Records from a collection
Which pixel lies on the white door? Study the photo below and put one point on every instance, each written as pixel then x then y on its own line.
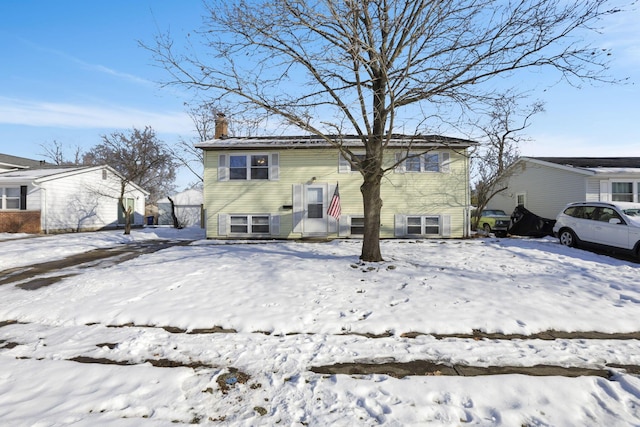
pixel 315 209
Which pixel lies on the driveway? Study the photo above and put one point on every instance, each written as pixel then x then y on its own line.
pixel 36 276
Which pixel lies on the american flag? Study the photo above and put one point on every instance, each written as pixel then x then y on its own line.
pixel 334 207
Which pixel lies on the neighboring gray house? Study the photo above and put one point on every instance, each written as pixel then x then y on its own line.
pixel 61 199
pixel 188 209
pixel 544 185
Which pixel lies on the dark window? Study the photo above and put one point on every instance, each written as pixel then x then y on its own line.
pixel 357 226
pixel 237 167
pixel 260 166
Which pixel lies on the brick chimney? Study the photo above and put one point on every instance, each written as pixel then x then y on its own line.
pixel 222 127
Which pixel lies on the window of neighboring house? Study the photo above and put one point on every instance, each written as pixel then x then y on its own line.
pixel 242 167
pixel 423 225
pixel 428 162
pixel 345 166
pixel 249 224
pixel 357 226
pixel 622 191
pixel 130 206
pixel 12 198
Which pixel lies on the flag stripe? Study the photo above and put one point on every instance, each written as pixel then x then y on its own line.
pixel 334 207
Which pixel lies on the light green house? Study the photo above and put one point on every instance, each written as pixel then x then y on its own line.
pixel 281 188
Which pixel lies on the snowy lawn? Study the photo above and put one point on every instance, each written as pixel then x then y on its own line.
pixel 286 307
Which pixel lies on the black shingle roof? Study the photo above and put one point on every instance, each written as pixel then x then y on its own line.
pixel 593 162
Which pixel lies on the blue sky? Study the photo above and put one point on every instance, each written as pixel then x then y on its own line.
pixel 72 70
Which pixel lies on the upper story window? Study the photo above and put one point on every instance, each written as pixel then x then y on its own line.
pixel 427 162
pixel 344 165
pixel 623 191
pixel 13 198
pixel 243 167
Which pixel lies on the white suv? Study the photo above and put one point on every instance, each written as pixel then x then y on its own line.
pixel 608 225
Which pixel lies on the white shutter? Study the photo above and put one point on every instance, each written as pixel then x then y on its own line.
pixel 399 227
pixel 222 224
pixel 344 226
pixel 298 208
pixel 604 191
pixel 275 225
pixel 223 168
pixel 446 225
pixel 445 162
pixel 343 165
pixel 274 168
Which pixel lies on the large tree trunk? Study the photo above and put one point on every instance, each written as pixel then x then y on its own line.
pixel 370 189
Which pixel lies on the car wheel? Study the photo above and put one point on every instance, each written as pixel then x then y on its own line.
pixel 567 238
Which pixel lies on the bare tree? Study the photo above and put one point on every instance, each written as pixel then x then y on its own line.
pixel 371 67
pixel 55 152
pixel 138 156
pixel 141 159
pixel 501 147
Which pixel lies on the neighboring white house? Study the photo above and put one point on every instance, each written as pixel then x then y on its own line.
pixel 8 163
pixel 544 185
pixel 61 199
pixel 188 208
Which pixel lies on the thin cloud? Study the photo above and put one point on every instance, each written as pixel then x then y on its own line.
pixel 89 66
pixel 50 114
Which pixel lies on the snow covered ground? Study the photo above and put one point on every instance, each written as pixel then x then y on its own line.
pixel 226 333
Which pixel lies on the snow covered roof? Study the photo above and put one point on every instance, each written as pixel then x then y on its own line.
pixel 191 197
pixel 33 174
pixel 313 141
pixel 8 161
pixel 592 165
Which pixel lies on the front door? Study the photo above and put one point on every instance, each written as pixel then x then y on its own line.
pixel 315 209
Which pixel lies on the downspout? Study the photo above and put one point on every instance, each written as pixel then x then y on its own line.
pixel 467 210
pixel 43 207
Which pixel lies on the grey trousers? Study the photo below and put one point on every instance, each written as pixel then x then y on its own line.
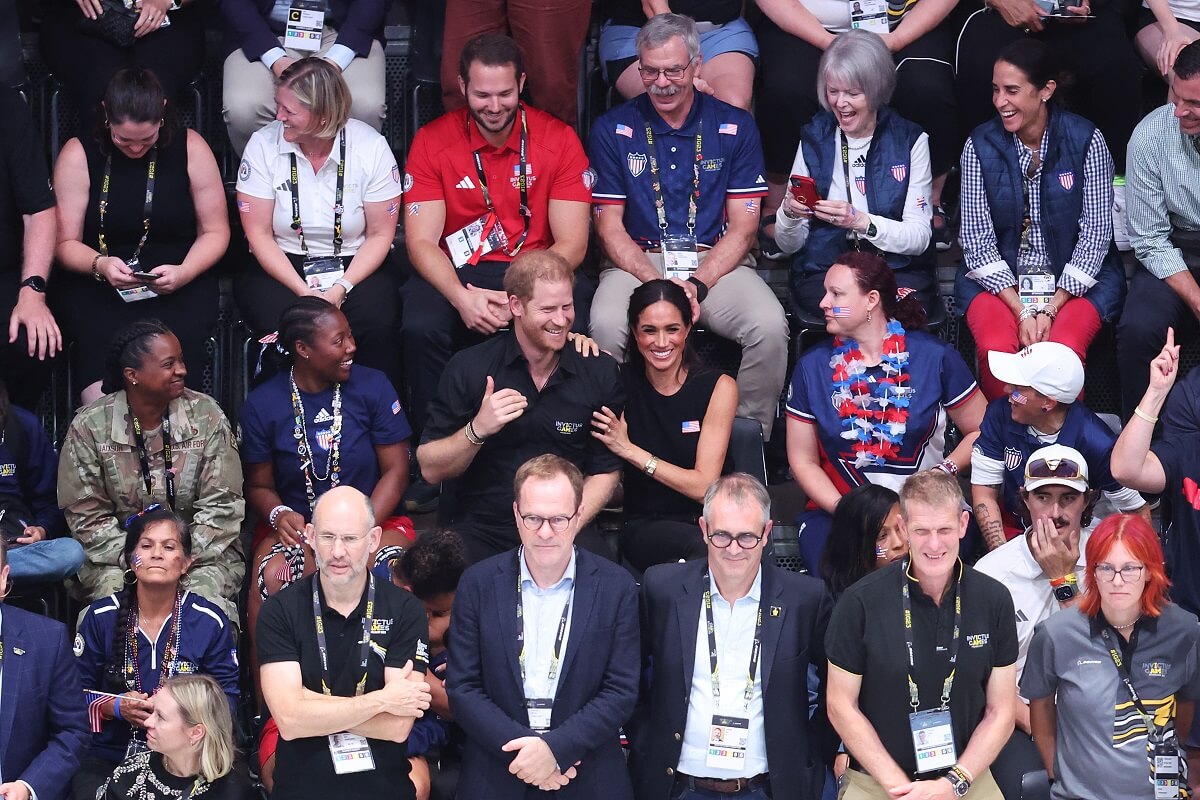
pixel 249 90
pixel 739 307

* _Assignment_: Please write every line above out exactly as given, except for any pictures.

* _Solved problem_:
Which pixel lies on the white door? Study the photo below and put one point on every instance, each written as pixel then x then y on its own line.
pixel 315 209
Which pixel lies on the driveway? Study the photo above and put one point on every instance, each written as pixel then x then y on its own line.
pixel 36 276
Which pixel lies on the american flag? Study the photo above and put one point on every instance, each written as pixel then x then y on its own line.
pixel 334 207
Which pixel lies on the neighboring gray house? Study the photo above and put one point on every instance, each written as pixel then x then y on its own line.
pixel 61 199
pixel 188 209
pixel 544 185
Which pixel lies on the dark window? Study the photo above and put one point on every instance, each written as pixel then x then y on its own line.
pixel 357 226
pixel 237 167
pixel 260 166
Which pixel lies on the brick chimney? Study the photo above and put one point on every instance, each written as pixel then x then y on its own line.
pixel 222 127
Which pixel lies on the window of neighboring house? Study the photo above and put one point on every instance, each written as pixel then x then y on its own line.
pixel 242 167
pixel 423 225
pixel 428 162
pixel 345 166
pixel 249 224
pixel 357 226
pixel 622 191
pixel 130 206
pixel 12 198
Which pixel lies on the flag stripe? Study the photo above and put one point on every instance, each written as pixel then x then y on its own line.
pixel 334 207
Which pixel lies on the light green house? Study the photo above and put one point on every instance, each written as pixel then x then y on its own line.
pixel 281 188
Which pixel lies on the snowy lawn? Study the photo above and put one point on every instance, each written as pixel then x then y on its own line.
pixel 286 307
Which pixel lies on the black shingle roof? Study the photo above and put one point on every instance, each written as pixel then x then y on its own line.
pixel 593 162
Which pixel lies on the blue sky? Study the photo above and put one point on every instance, each written as pixel then x then y on its own line.
pixel 72 70
Which pixel lies on the upper story window? Study the photo above and put one point on every instance, each written as pixel then x then y on its own line.
pixel 427 162
pixel 344 165
pixel 623 191
pixel 13 198
pixel 243 167
Which pixel lies on the white suv? Study the photo above and put one point on every instance, each written as pixel then x then y on its own line.
pixel 608 225
Which pixel lies on the white shutter? Study the photo above and put one point on every instance, each written as pixel then x then y on its own line.
pixel 399 227
pixel 222 224
pixel 344 226
pixel 298 208
pixel 604 191
pixel 275 225
pixel 223 168
pixel 446 225
pixel 445 162
pixel 343 165
pixel 274 168
Which pixel lies on the large tree trunk? Study the photo above and put one point on every instance, each written as pixel then x then y on its own line.
pixel 370 189
Which pixel lies on the car wheel? Study the photo above and put one point on every instance, each written as pixel then x then y on its own line.
pixel 567 238
Which pixel lies on the bare tree? Study the photo above and put one point on every instance, each written as pixel then x then y on its own line.
pixel 371 67
pixel 55 152
pixel 138 156
pixel 141 159
pixel 501 147
Which pixel lies on the neighboring white house? Study the photo above and put one point on every instance, each written as pixel then x then y on its own line.
pixel 8 163
pixel 544 185
pixel 61 199
pixel 188 208
Which pixel lies on the thin cloud? Study the photo above and put one point on every instance, each written as pixel then x then y on its own line.
pixel 89 66
pixel 50 114
Which pixel lies on the snow covered ground? Study the photo above and put one point on every instance, each written as pixel then x then y on its own line.
pixel 226 333
Which pixel lies on the snow covered roof? Study the photo above and put one point on every instance, each written as pixel then x then y on its own line.
pixel 191 197
pixel 33 174
pixel 313 141
pixel 8 161
pixel 592 165
Which pixel lies on the front door? Study the photo above and put one point on every instance, each written as pixel then x then y on its own line.
pixel 315 209
Which pixel lies on the downspout? Study the photo above and put one point on every instance, each written as pixel then x then y on its own line.
pixel 467 210
pixel 43 207
Which pixel lies on the grey trousers? Study the photo below and put one point on every instance, each written as pixel then x then y on its own line.
pixel 249 90
pixel 739 307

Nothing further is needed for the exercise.